§ Brief
Write the data out again exactly, dropping any images it holds.

§ Records to use
++++++++++++++++++++

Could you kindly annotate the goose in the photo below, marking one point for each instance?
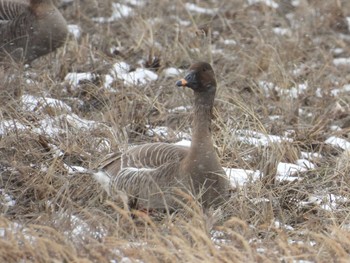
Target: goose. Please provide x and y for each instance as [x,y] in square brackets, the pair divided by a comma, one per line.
[158,176]
[29,30]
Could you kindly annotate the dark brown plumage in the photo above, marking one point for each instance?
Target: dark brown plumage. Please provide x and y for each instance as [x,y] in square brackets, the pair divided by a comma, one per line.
[151,175]
[30,30]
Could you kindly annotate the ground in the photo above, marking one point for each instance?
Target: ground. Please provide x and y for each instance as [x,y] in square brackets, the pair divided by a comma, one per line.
[281,128]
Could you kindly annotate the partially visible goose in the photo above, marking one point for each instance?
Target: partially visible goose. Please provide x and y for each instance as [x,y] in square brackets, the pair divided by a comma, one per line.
[29,30]
[151,175]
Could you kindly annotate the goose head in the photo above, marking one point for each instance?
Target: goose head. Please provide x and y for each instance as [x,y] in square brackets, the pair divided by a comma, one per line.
[200,78]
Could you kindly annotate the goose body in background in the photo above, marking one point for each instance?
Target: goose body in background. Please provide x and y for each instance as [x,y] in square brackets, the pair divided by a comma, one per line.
[30,29]
[159,175]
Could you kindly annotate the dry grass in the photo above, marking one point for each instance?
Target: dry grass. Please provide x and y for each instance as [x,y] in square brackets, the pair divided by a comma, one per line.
[59,217]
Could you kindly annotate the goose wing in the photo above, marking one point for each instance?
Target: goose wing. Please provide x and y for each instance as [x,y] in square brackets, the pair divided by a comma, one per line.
[148,174]
[10,9]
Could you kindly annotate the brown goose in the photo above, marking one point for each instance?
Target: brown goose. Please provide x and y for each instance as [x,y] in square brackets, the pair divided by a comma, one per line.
[151,175]
[29,30]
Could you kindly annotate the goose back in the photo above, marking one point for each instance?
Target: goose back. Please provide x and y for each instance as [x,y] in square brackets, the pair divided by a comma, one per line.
[29,30]
[157,175]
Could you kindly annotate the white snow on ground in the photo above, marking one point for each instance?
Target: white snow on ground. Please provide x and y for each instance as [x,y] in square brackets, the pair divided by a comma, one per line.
[74,78]
[9,126]
[293,92]
[119,11]
[257,138]
[338,142]
[5,199]
[270,3]
[341,61]
[74,30]
[285,171]
[139,76]
[344,89]
[238,177]
[282,31]
[32,103]
[172,72]
[197,9]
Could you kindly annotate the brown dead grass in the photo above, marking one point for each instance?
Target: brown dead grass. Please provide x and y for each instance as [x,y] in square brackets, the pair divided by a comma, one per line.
[59,217]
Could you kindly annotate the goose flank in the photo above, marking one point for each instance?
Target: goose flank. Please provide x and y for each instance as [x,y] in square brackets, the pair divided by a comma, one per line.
[29,30]
[155,175]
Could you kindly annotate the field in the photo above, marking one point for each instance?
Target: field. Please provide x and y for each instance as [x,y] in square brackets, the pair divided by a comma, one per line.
[281,126]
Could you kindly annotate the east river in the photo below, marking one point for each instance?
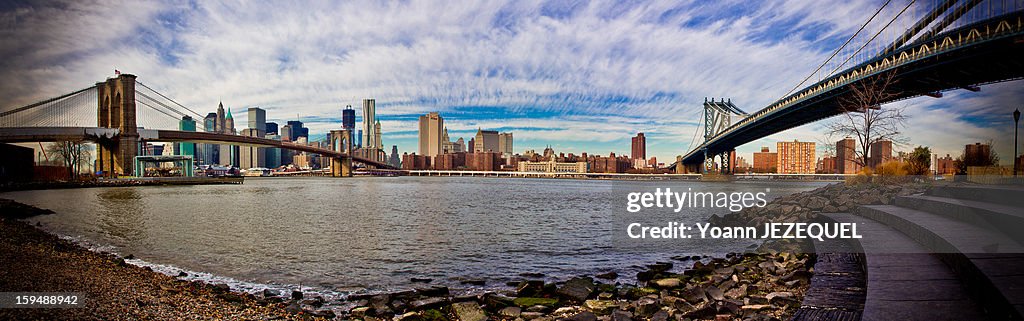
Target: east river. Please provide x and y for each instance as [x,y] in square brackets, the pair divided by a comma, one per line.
[371,233]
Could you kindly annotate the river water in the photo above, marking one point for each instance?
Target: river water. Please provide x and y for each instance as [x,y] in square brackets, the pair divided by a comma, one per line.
[368,233]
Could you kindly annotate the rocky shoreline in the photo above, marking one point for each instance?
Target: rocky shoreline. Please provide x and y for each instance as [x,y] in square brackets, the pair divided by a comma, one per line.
[767,285]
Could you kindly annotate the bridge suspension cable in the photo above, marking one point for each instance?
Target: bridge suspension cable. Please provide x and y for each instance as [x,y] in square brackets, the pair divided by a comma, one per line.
[872,38]
[816,70]
[76,109]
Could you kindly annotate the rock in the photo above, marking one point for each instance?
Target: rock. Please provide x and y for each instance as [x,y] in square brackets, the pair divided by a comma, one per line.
[411,316]
[478,282]
[428,303]
[578,289]
[755,308]
[221,287]
[607,276]
[668,283]
[660,315]
[584,316]
[293,308]
[659,267]
[601,307]
[715,293]
[380,304]
[693,295]
[510,312]
[530,302]
[496,302]
[529,288]
[620,315]
[736,292]
[436,290]
[469,311]
[780,298]
[646,307]
[270,292]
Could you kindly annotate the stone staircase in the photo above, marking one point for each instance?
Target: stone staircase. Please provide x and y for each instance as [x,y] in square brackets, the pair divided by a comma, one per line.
[952,253]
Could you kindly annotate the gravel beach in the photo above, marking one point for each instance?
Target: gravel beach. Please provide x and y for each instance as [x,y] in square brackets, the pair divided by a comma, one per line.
[35,261]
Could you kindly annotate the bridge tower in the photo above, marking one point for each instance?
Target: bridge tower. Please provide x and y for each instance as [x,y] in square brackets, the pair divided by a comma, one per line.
[116,99]
[718,117]
[341,142]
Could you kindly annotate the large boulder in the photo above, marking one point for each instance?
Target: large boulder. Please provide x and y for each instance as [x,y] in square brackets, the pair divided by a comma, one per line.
[578,289]
[469,311]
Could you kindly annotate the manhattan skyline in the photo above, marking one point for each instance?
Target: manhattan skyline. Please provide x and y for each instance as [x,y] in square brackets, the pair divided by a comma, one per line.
[580,77]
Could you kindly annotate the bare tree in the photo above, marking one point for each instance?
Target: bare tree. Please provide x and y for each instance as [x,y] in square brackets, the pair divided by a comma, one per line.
[75,155]
[865,120]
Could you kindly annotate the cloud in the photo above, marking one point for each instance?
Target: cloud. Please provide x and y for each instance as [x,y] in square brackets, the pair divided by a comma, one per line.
[589,73]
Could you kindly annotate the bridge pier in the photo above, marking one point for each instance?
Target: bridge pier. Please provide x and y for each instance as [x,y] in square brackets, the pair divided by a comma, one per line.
[116,109]
[341,142]
[341,166]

++++++++++++++++++++

§ Result
Could you kindly annotate the goose in the photo below, marking one point for each instance?
Target: goose. Please provide x and y for each instance as [x,y] in square brackets, the pair divided by a comma, one per line.
[158,176]
[29,30]
Could you kindly annotate the dark brown plumage in the photo above, marking one point for each instance?
Target: dark brown plumage. Please provide x and y for each instance as [x,y] in square brackets, the pair divided by a comma, one per line.
[151,175]
[30,30]
Could you kindly annotate the ground in the photo above, marking one point for each instance?
Target: ground. Please provide x and y for each instance as [x,y] in square brackets, the pair divided by a comma, one per line.
[281,128]
Could you kindly annotate the partially visible goose in the photo above, marking one point for each instance?
Target: partially visible goose. Please provide x and y for each instance as [x,y] in square brackets, the pair divided by a comma, one per line.
[29,30]
[151,175]
Could you kindly annotate the goose head in the photo above, marking one point for each instance?
Target: goose head. Please provide x and y for each instance as [x,y] in square brackets, the pair divided by a comma, one per line.
[200,78]
Could you kindly annotate the goose body in background in the photo above, marking one point for each instance?
Target: goose body in background. Please provide x and y for each instance as [x,y] in square brackets, the pair divided by a comma, one per line.
[30,29]
[159,175]
Could you kindly annotate the dry grass in the photo above, marking one point for each instance?
Target: dry grass. Please provide x and y for each instance as [x,y] in square brackets, the pair divided by a comma, one per line.
[59,217]
Could you kindly annotate the goose wing in the photo above, marking one point for each instance?
Target: goose wing. Please provide x and y for each instance as [x,y] in square brackets, the pair divided by a comma, one per line.
[148,174]
[10,9]
Could you kindly annotate the brown goose in the photo above, marking one point for each instance?
Target: brown goose. Please provide x and y for each instance as [x,y] in square brackets, the pair divided by a comma, one per line.
[151,175]
[29,30]
Could you kindly annotate the goose back in the photo above, marking one point for each instance?
Target: goose back. Please provide x and y for each instance as [x,y] in square brackets, the pair divided by a comma, one per line.
[29,30]
[157,175]
Could you kindly annotate the white snow on ground in the photo above, marking one point for each instance?
Target: white snow on ground. Please provide x and y for each instance as [x,y] in square brackets, the pair divided by a comma, one per line.
[74,78]
[9,126]
[293,92]
[119,11]
[257,138]
[338,142]
[5,199]
[270,3]
[341,61]
[74,30]
[285,171]
[139,76]
[344,89]
[238,177]
[282,31]
[32,103]
[172,72]
[197,9]
Could you kindly annotate the brown dead grass in the photo above, marking one point for each instance?
Target: brown dead grass. Please provide x and y for each instance as [x,y] in square brackets, the pair divided by a comma, one per line.
[59,217]
Could you kindly annotate the goose flank in the photo above, marking one point for each instance?
Target: goose flank. Please provide x and y for each instance as [x,y] in square brackets, the pair divided by a comma, one per line.
[29,30]
[155,175]
Could you kindly annotate the field in the photo above, marking one point for each instance?
Target: field. Please provide x and y for each instance as [x,y] in square brackets, the pair divided by a comma, one per line.
[281,126]
Could you kindly annotate the east river in the photo below, marking one point for each instance?
Target: east river. Please provide x and y for each instance as [x,y] in square brackets, the pair divided by a comma, one per line.
[371,233]
Could you kindly annotate the river water in the photo above, marking one point for each instance?
Target: river water. Please provide x and y for each instance as [x,y] in square brackets, the pair divided by a comma, one per line.
[368,233]
Could you kindly annotate the rocky shoreline in the photo above, marking one point for each instance?
Target: rocky shoreline. Please provide x and y for each instance as [x,y] in square brackets, the pair divided by a comma, one per line.
[767,285]
Could you kindly annotate the bridge suspension cable in the photo above, marking one point for each instance?
Target: bridge suspension cable. Please provide x and y for each instance as [x,y] in square brackets, the pair divided by a comma, one per line.
[872,38]
[816,70]
[76,109]
Could you kindly annotate the rock in the photo above, marking one point for each instance?
Target: rock. Please provide x and y for each instance as [x,y] in square brackets, the pair divided by a comma, one per line.
[411,316]
[478,282]
[428,303]
[578,289]
[755,308]
[221,287]
[607,276]
[668,283]
[660,315]
[584,316]
[293,308]
[659,267]
[601,307]
[715,293]
[380,304]
[693,295]
[510,312]
[530,302]
[496,302]
[529,288]
[620,315]
[736,292]
[436,290]
[469,311]
[780,298]
[646,307]
[270,292]
Could you kindly annotate the stone staircase in the photo above, marking one point for each instance?
Target: stone staircase. Please provide x and y for each instance as [x,y] in square brackets, the pair divided by a comma, one per line.
[952,253]
Could you kindly annotate the gravel beach in the photo above, marking one point for each instance?
Target: gravel beach. Please provide x and y for each instance as [x,y] in square brackets, the pair divided by a comma, one per line.
[35,261]
Could you kindly annotate the bridge tower in the photo above, marking one point for each instance?
Target: bridge tower. Please provide x and y for each instance as [x,y] in square brackets, the pair divided by a comma, one per line.
[116,99]
[718,117]
[341,142]
Could you kindly annotate the large boulder in the photo above, marking one point for each instance?
Target: large boulder. Please provide x and y for each instance as [x,y] in square brackets, the pair divided by a comma, one per line.
[578,289]
[469,311]
Could you kindly annotate the manhattan skyline in the photo above, marking one point for each instance?
Target: manhattan skyline. Please provide x and y for each instance as [x,y] in square brackets, the pair divided by a comma, one per line.
[580,77]
Could you kindly annotate the bare tree in the photo above, marking one point for each instance?
Target: bare tree. Please provide x and y for each instance as [x,y] in square brackets, the pair divided by a comma, one per line.
[75,155]
[865,120]
Could you kindly annotate the cloud in the photo above, marking one point for each instance?
Target: cloud. Please provide x and y for each instance as [x,y] in square brackets, the pair divided by a comma, one per line.
[589,73]
Could you kindly annotate the bridge pier in the photo above, marking one point for each instance?
Target: bridge pier. Please provide x and y for each instance as [x,y] in square brackets, the pair divided by a comma, one per line.
[116,109]
[341,142]
[341,166]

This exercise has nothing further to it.